> [Activities]:
1) Using the passage on the Wiley administration's climate plan, can you answer these?
(a) According to the passage, what does tackling these challenges through partnerships and programs mean?
(b) By 2100, what could sea-level rise double?
(c) How many people marched through Manhattan during the 2014 People's Climate March?
2) Could you extend the passage on the Wiley administration's climate plan, starting after its last sentence?

━━━ Provided passage

Wiley’s administration will tackles these challenges –  like every other –  through partnerships and programs aimed at improving environmental health, using everything from energy policies, infrastructure investments, and zoning and land-use decisions to achieve healthier communities. This means planning with communities and building on local innovations. A full plan can be viewed below.

Vision and Principles

The climate crisis is already here, and it is harming our communities and threatening our future. New York City is increasingly at risk of life-threatening and life-changing superstorms, with sea-level rise that could double the number of New Yorkers exposed to a 1-in-100 year flood by 2100. This crisis gives us the opportunity to reimagine our  city. From renovating NYCHA to expanding flood protections, from the Gateway Tunnel to protected bike lanes, we must transform the way the city functions at every level, across industry, community, and neighborhood. As the 300,000 people who marched through Manhattan during the 2014 People’s Climate March repeated, ‘To change everything, we need everyone’. Under a Wiley administration, that will include every level of city government. Climate change poses an existential threat to today’s communities and the next generation, and requires bold, holistic solutions that meet the scope of the crisis.

━━━━━━
━━━ Recorded information

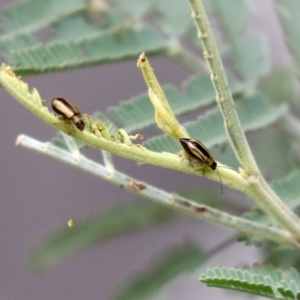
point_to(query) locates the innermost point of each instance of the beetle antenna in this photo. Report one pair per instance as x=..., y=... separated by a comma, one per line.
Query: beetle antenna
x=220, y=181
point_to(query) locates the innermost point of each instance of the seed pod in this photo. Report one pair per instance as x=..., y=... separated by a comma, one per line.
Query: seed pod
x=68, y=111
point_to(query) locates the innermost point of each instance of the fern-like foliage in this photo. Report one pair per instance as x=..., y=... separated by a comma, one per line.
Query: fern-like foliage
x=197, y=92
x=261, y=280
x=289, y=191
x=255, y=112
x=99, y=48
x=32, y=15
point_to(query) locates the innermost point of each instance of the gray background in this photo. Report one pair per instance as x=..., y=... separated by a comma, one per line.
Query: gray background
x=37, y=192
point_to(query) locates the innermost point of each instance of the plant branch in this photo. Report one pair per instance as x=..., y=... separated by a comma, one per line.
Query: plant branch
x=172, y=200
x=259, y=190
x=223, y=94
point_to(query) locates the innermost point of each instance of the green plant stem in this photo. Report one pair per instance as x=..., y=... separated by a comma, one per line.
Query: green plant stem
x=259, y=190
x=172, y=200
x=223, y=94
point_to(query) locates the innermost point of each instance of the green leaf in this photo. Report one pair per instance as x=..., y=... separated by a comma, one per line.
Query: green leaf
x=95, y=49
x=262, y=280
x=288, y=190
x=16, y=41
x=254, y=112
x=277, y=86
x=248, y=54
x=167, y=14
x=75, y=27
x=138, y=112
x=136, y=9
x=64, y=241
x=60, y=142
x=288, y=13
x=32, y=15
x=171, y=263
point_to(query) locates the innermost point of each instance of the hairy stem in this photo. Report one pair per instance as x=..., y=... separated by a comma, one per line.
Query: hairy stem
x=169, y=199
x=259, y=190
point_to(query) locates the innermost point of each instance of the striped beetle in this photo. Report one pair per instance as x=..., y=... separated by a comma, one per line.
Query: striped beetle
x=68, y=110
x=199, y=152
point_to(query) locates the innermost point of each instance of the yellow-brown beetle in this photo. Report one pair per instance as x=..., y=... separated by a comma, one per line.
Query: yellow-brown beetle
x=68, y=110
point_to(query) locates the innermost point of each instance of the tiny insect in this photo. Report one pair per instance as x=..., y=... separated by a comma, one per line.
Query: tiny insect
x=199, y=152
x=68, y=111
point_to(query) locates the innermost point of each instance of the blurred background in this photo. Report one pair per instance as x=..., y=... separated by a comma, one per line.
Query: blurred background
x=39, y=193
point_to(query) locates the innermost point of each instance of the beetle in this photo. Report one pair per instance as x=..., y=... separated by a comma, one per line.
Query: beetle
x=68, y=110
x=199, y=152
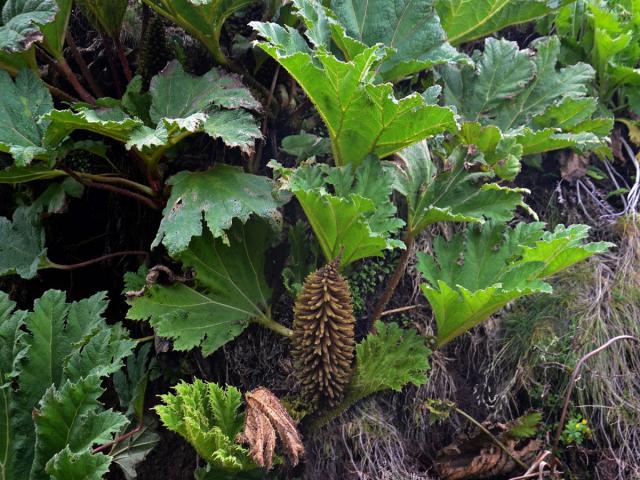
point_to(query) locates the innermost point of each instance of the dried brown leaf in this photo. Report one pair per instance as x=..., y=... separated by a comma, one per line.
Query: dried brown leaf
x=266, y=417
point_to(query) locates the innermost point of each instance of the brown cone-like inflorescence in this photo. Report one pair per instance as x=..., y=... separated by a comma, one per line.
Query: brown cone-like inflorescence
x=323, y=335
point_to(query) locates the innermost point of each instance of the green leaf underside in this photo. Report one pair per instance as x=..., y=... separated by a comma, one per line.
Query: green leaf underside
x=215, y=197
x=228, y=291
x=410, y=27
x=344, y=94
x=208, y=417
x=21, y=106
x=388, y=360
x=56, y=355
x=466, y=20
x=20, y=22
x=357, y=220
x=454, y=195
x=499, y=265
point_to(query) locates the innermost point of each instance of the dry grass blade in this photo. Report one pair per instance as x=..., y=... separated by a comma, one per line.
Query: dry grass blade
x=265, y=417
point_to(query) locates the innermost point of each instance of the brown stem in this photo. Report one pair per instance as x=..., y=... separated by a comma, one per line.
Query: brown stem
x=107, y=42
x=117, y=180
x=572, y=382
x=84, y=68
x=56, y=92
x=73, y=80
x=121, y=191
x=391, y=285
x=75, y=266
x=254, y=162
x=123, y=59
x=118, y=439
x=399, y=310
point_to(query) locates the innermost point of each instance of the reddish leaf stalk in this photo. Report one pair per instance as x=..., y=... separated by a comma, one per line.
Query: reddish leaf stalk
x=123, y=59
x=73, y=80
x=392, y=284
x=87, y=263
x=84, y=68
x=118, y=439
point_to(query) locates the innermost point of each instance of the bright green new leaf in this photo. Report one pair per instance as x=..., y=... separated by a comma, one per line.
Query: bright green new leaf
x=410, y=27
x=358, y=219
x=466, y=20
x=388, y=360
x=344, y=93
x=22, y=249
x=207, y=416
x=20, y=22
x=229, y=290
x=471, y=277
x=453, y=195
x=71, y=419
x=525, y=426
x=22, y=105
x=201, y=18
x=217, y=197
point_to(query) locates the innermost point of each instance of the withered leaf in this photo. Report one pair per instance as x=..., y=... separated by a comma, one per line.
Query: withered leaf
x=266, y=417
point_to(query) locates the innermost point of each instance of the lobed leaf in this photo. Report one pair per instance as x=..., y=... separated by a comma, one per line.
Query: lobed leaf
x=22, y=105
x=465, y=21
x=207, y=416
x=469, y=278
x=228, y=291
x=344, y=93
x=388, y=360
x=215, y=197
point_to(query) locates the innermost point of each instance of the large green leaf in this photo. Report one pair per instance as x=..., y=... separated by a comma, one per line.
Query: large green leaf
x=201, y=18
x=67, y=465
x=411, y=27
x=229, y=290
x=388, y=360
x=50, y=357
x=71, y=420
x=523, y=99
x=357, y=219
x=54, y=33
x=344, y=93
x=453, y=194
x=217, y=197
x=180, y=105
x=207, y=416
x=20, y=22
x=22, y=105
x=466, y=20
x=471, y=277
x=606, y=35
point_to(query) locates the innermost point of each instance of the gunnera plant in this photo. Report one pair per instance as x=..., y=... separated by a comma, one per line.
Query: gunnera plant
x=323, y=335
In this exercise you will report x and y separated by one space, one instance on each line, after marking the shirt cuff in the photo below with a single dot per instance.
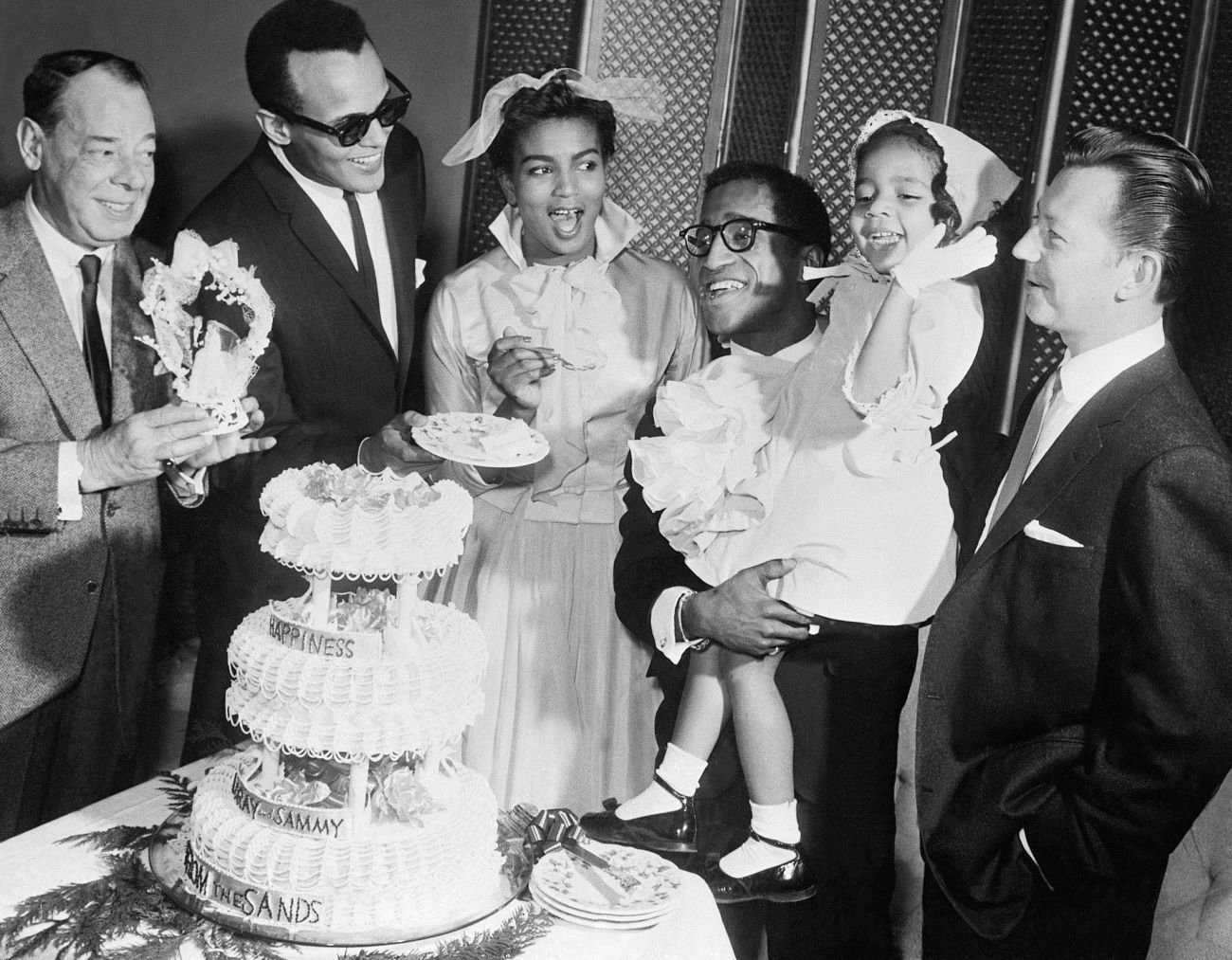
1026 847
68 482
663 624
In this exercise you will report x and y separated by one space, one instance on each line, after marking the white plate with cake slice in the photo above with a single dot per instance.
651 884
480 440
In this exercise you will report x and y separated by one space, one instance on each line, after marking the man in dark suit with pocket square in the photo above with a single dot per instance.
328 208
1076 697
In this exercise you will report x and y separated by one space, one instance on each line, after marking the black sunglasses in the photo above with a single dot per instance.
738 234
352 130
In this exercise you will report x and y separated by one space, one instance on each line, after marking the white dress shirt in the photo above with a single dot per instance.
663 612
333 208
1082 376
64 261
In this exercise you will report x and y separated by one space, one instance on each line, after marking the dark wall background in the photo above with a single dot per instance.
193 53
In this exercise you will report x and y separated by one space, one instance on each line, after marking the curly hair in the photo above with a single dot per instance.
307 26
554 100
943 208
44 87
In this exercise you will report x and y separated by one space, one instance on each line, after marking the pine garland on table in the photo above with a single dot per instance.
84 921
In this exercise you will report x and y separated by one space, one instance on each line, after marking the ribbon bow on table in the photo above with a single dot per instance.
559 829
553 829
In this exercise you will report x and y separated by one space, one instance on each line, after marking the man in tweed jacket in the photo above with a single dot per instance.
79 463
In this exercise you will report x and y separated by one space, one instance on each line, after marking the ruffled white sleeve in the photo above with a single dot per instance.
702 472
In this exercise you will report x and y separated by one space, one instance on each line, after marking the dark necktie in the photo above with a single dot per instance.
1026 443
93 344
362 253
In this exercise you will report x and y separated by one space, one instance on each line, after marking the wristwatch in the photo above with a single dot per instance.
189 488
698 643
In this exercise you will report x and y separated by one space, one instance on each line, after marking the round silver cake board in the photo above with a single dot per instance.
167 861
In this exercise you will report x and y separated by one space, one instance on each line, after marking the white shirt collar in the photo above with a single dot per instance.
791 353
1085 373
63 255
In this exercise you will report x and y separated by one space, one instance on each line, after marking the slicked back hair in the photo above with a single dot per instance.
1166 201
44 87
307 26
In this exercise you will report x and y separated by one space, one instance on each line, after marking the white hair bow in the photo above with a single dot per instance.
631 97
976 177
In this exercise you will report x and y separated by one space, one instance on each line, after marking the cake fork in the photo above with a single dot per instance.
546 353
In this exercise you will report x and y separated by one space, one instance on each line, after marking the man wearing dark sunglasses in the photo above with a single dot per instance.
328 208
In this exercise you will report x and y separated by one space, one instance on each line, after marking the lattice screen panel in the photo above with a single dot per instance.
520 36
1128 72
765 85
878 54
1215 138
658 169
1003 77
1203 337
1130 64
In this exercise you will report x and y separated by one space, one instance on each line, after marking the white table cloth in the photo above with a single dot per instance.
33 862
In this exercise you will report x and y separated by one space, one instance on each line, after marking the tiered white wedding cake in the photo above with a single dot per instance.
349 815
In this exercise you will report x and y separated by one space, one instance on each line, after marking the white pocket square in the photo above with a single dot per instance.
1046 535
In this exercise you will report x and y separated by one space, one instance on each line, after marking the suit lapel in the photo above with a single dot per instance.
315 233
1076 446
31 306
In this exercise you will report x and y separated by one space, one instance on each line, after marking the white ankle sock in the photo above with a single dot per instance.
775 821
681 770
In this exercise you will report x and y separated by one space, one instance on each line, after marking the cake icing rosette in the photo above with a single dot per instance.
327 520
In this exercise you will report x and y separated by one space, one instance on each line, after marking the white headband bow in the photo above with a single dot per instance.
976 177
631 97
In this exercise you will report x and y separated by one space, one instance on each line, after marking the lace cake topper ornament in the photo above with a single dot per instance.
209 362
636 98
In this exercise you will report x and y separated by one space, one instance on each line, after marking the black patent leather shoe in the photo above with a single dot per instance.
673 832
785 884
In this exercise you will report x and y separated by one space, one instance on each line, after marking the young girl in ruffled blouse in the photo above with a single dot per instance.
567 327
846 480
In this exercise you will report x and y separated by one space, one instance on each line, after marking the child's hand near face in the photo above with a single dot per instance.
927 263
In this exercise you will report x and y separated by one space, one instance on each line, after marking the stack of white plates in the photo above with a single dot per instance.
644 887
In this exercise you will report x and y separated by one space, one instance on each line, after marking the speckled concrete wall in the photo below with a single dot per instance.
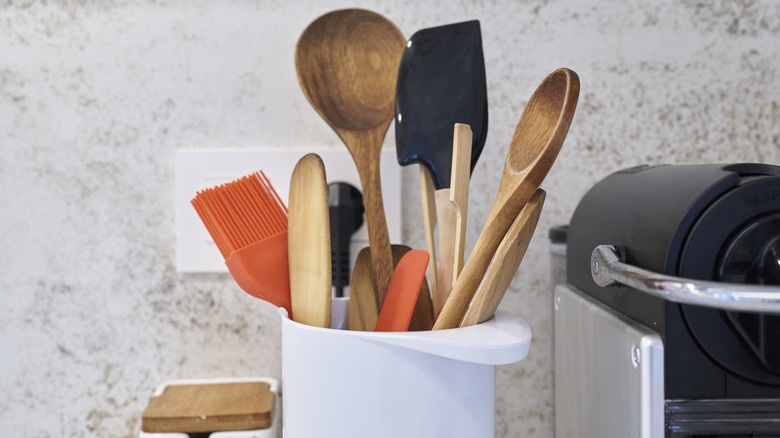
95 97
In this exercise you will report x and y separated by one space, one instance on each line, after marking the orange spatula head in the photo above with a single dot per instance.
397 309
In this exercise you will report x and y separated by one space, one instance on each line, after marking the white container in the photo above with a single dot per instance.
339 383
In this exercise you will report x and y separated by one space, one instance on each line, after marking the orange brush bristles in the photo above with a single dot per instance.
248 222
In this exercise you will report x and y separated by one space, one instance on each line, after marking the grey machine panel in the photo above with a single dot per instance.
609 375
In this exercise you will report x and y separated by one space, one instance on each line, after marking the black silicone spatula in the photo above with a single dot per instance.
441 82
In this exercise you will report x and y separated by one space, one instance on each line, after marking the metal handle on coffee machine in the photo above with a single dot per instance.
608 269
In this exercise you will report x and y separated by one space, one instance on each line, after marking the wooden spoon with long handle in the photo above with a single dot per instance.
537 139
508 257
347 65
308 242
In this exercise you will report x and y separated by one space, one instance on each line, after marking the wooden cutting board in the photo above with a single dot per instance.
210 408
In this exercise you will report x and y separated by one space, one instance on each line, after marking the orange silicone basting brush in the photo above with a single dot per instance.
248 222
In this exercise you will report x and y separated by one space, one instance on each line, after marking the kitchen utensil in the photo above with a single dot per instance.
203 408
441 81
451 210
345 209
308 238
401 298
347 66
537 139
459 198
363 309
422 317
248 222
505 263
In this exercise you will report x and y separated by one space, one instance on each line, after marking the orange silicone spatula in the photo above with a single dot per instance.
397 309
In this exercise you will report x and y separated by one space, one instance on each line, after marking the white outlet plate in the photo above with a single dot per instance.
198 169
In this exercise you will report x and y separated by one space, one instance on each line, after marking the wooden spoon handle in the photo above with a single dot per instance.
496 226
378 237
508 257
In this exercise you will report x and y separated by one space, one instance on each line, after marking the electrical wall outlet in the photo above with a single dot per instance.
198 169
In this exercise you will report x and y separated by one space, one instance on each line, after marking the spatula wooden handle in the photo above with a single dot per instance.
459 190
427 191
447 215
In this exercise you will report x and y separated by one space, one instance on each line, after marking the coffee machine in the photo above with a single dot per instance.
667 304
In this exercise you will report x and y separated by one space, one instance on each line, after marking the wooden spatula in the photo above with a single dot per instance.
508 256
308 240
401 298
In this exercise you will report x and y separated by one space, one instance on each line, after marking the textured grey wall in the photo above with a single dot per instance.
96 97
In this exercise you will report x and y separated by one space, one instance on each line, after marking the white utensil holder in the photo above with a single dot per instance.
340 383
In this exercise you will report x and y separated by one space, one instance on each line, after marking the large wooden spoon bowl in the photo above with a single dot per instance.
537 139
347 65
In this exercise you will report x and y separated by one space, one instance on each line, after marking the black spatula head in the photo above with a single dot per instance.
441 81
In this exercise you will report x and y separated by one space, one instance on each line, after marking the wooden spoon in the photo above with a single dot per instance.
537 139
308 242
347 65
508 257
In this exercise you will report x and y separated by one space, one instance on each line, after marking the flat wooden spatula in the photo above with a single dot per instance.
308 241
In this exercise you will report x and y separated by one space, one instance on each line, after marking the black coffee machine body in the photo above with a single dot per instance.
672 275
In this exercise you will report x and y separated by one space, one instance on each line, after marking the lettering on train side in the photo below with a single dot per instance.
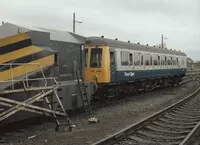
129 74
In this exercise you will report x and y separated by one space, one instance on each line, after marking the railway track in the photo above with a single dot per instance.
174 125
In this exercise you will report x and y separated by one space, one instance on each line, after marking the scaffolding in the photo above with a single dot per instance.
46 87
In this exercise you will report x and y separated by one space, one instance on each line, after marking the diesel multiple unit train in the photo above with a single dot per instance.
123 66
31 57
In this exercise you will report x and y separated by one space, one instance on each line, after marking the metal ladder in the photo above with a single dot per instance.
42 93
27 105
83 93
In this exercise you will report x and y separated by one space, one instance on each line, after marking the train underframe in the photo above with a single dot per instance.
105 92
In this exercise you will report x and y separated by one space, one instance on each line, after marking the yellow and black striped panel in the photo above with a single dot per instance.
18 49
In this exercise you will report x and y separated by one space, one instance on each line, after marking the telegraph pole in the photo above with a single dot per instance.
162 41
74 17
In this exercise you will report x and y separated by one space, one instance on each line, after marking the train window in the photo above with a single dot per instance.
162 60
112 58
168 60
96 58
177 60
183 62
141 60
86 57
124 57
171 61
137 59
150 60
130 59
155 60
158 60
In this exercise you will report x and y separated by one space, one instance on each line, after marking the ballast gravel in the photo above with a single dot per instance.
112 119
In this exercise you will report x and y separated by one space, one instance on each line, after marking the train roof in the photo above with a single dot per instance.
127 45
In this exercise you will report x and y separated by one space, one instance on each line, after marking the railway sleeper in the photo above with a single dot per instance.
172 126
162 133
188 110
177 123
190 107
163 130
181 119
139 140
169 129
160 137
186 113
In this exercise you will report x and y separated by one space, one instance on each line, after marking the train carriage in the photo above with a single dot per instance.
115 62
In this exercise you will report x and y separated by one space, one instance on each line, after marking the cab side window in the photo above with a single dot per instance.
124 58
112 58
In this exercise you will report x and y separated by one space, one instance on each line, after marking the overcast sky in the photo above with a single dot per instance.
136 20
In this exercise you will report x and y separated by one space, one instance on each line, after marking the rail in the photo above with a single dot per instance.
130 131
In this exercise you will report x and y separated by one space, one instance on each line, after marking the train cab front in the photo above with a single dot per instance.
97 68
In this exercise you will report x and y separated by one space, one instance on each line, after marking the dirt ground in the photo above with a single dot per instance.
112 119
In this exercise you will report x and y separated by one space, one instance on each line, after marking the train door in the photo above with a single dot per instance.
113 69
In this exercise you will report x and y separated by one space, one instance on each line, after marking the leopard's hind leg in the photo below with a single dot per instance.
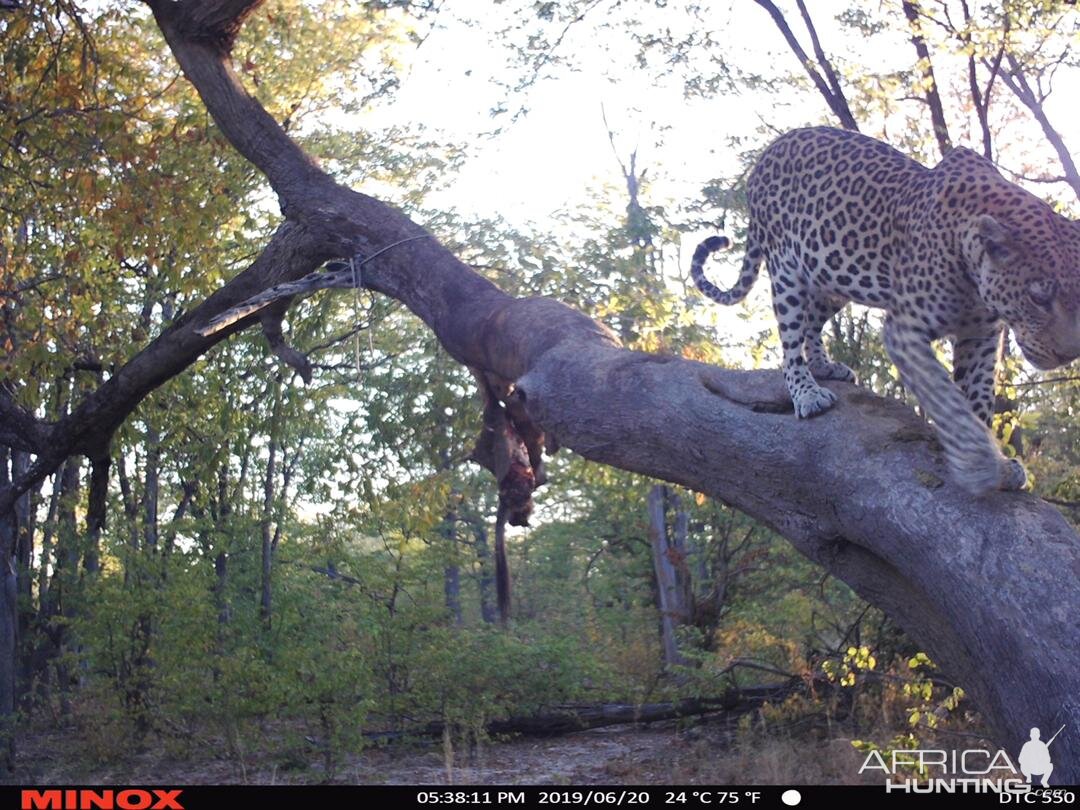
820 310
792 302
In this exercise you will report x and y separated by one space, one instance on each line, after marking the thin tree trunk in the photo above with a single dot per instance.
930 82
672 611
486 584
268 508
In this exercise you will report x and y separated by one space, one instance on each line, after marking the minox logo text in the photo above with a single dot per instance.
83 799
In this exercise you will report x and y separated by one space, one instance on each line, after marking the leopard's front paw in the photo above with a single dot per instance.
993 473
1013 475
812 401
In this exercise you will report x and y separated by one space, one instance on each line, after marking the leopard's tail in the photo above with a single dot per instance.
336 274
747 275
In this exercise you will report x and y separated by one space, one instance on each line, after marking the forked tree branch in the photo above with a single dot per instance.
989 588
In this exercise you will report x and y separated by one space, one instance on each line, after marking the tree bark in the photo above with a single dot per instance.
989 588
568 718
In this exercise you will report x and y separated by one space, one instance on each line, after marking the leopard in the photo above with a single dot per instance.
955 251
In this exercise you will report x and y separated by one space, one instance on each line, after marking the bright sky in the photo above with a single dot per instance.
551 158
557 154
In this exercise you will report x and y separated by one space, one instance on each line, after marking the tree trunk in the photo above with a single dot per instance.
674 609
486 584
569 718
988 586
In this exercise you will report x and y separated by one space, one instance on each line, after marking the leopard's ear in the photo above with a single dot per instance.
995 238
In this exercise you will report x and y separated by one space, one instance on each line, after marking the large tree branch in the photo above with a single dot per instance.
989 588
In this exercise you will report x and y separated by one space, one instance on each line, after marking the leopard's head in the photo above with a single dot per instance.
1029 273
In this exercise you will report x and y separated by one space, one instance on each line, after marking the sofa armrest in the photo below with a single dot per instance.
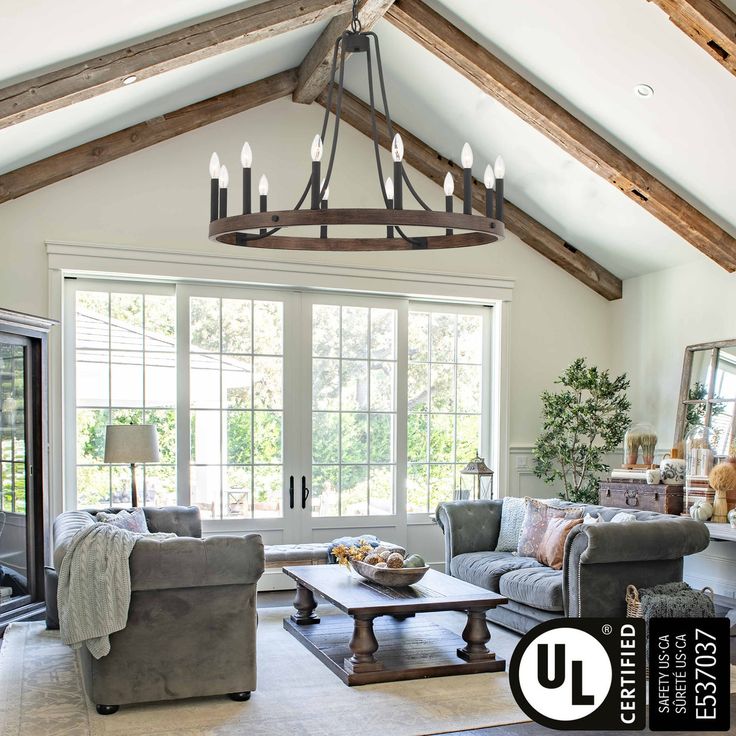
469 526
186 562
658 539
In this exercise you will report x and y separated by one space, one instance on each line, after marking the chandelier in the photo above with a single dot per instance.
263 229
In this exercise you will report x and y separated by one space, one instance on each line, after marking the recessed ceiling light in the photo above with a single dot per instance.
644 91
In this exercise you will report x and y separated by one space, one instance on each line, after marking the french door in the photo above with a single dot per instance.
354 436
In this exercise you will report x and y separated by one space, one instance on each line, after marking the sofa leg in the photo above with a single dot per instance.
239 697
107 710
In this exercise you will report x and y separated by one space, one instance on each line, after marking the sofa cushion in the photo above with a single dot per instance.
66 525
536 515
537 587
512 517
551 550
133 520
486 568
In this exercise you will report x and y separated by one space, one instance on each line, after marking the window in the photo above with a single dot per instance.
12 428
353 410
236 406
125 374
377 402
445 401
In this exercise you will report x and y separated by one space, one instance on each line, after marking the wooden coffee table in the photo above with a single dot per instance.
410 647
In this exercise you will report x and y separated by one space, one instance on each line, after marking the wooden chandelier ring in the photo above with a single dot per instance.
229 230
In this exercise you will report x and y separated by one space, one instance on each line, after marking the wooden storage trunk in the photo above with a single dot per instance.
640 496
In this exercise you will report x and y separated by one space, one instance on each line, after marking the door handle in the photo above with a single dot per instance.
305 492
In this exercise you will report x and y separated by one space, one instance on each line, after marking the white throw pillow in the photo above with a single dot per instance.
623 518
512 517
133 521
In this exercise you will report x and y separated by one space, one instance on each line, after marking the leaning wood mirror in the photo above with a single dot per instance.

━━━━━━

> [Task answers]:
1)
(a) Planning with communities and building on local innovations.
(b) The number of New Yorkers exposed to a 1-in-100 year flood.
(c) 300,000 people.

2)
The climate crisis we face exacerbates the racial and economic inequities New Yorkers endure and holistic policy solutions will center communities facing the highest impact. We must work toward a future in which low-income communities and communities of color are no longer hardest hit by storms and severe weather events, and are leading the way in resilience and innovation. Frontline communities who have borne the brunt of climate injustice must be the priority for low-carbon infrastructure investment, which creates jobs, and produces more renewable energy and efficiency. Similarly, our reliance on fossil fuels, piecemeal city planning and siting decisions, and discriminatory housing and zoning policies has led to widespread environmental injustices. This has resulted in child asthma emergency room visits in the Bronx neighborhood of Mott Haven that are triple the citywide rate.

We will tackle these inequities  through partnerships and programs aimed at improving environmental health, using everything from energy policies, infrastructure investments, and zoning and land-use decisions to achieve healthier communities. This means planning with communities and building on local innovations.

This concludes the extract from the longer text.